**Aim of the task**:
Please reproduce the data below exactly, from the first line to the last.

═══ Data

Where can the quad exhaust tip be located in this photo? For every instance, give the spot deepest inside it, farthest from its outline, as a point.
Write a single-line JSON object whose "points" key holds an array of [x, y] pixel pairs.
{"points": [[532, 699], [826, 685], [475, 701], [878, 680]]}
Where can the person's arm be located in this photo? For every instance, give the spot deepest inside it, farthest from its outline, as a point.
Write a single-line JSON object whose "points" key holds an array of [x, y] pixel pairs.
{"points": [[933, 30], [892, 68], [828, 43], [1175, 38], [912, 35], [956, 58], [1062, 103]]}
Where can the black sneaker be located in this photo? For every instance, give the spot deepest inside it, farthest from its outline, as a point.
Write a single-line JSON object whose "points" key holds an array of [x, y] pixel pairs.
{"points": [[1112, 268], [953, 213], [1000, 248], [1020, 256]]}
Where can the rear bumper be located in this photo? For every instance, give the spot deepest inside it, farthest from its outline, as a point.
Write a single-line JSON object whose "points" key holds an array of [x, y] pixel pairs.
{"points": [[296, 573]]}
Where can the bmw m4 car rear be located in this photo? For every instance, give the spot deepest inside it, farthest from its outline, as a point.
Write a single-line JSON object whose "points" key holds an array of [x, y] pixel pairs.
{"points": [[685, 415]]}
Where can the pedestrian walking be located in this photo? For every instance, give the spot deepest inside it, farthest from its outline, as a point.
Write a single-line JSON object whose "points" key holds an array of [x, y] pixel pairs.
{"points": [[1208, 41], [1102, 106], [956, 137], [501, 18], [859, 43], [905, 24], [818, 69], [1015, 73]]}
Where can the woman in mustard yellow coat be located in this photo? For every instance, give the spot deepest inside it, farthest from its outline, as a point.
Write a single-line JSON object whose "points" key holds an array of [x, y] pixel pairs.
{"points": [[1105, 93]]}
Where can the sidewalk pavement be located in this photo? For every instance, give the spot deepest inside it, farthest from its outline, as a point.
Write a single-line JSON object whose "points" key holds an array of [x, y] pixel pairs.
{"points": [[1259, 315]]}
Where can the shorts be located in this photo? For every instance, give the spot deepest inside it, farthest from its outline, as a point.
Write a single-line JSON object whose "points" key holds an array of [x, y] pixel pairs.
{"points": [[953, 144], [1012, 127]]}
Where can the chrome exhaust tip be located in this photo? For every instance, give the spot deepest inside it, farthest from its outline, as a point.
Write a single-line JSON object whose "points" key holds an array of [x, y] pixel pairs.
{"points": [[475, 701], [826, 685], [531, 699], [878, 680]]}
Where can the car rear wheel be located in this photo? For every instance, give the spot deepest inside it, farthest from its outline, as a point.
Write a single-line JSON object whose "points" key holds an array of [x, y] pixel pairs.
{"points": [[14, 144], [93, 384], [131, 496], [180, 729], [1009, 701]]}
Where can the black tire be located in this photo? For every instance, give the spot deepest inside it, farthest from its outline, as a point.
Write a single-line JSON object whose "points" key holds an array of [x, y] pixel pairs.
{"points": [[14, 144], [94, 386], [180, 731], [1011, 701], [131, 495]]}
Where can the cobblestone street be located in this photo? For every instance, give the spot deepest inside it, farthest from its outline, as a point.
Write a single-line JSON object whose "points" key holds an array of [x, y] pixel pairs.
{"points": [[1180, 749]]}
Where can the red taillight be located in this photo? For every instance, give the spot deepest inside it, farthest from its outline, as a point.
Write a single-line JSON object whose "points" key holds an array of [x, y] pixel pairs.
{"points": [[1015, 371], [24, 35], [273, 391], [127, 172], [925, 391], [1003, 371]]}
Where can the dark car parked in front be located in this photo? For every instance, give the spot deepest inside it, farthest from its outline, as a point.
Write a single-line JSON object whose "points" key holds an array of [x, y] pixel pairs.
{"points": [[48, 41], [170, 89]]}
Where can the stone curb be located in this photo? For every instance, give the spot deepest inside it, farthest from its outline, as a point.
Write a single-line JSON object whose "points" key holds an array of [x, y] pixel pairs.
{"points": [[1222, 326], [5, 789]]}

══════

**The completed task**:
Where can the quad exhaust tip be located in this photo? For every instance, give the spot deepest inside it, farthest from its outline, as a point.
Write a single-line JSON object whose "points" key holds an array of [x, y] pixel pairs.
{"points": [[532, 699], [826, 685], [475, 701], [878, 680]]}
Where can the person's arm be located in this photo? For every instance, give the spot deepest inside it, farthest from its outline, as a point.
Write a single-line JSON object whose "points" key holds an array of [x, y] pixel pairs.
{"points": [[933, 30], [892, 68], [828, 43], [1175, 38], [912, 35], [956, 58], [1062, 103]]}
Where can the black sneaker be located in this photo? For every instance, give the spot deepest inside it, farthest from its outline, as a point.
Write a single-line JSON object whose "points" key holds an array of [x, y] pixel pairs.
{"points": [[1112, 268], [953, 213], [1000, 248], [1020, 256]]}
Where can the rear bumper be located in this photo? For every instance, give the spot deepest inside it, farthest from its outline, as a point.
Write a single-line JSON object whose "points" key holds an array of [x, y] pixel pairs.
{"points": [[296, 573]]}
Where can the bmw m4 car rear be located in this photo? For every instance, give the spot deepest inside it, farthest from its outline, as a point.
Write a single-line JSON object whose "points" key holds an array of [x, y] pixel pairs.
{"points": [[685, 415]]}
Where can the pedestrian walking be located in this photo? For every instance, give the spot deepest inside it, farthest from its outline, as a point.
Write a single-line JSON object whose "points" key holds an array of [x, y] pixel pairs.
{"points": [[1208, 41], [1102, 106], [956, 137], [501, 18], [859, 43], [905, 24], [818, 69], [1015, 73]]}
Where can the woman in mustard yellow coat be located in this photo? For every instance, give the spot deepest inside it, farthest from its outline, as a point.
Write a single-line JSON object whose "points" key holds an array of [x, y] pixel pairs.
{"points": [[1105, 93]]}
Where can the sidewalk pavement be located in this photo? For every instance, give the spot deepest inside it, farthest from its outline, as a point.
Write a single-line JSON object whose "points" key holds an array of [x, y] pixel pairs.
{"points": [[1259, 315]]}
Where can the shorts be located in this photo? For every instance, give the spot deepest inside it, farthest from its outline, as a point.
Write a single-line JSON object whose "points" key holds an array of [x, y] pixel pairs.
{"points": [[953, 144], [1012, 127]]}
Where can the chrome exhaust tip be located in this photo? For every instance, give the spot deepest inside it, farthest from its outline, as a point.
Write a single-line JSON object whose "points" key holds an array of [x, y] pixel pairs.
{"points": [[475, 701], [826, 685], [531, 699], [878, 680]]}
Where can the car rear wheel be located in this photo? For every instance, give the spot deepest inside it, farthest from its outline, as a point.
Write a single-line JSON object whose "points" key holds an array of [x, y] pixel pairs.
{"points": [[14, 144], [93, 384], [131, 496], [180, 729], [1009, 701]]}
Where can the black tire be located in this photo? For every instance, give the spot deepest inside it, farthest from its outline, as a point.
Write a single-line JSON object whose "points" key holds an array of [x, y] pixel pairs.
{"points": [[14, 144], [94, 386], [180, 731], [1011, 701], [131, 495]]}
Where can the cobblestone street be located in this photo? For every instance, give the spot deepest inside it, farthest from its outline, as a point.
Write a single-line JSON object whose "points" key holds an array of [x, y] pixel pairs.
{"points": [[1180, 749]]}
Where can the red taillight be located in this photo? For every instance, give the spot deepest inside it, farthest from its outline, as a point.
Write a single-line JSON object whose "points" key holds an array of [x, y] pixel pairs.
{"points": [[1015, 371], [24, 35], [273, 391], [127, 172], [925, 391], [1003, 371]]}
Where can the dark car parked in front be located in this photo? For every instance, give the spot deepest inside it, farthest from its outline, as a point.
Write a single-line JSON object whose "points" key holds an array of [x, y] pixel pairs.
{"points": [[48, 41], [170, 89]]}
Where can the stone curb be located in this photo? For every instance, give the spot deepest inside it, farthest from its outline, as a point.
Write a single-line JSON object whose "points" key holds an array of [x, y] pixel pairs.
{"points": [[1222, 326], [5, 789]]}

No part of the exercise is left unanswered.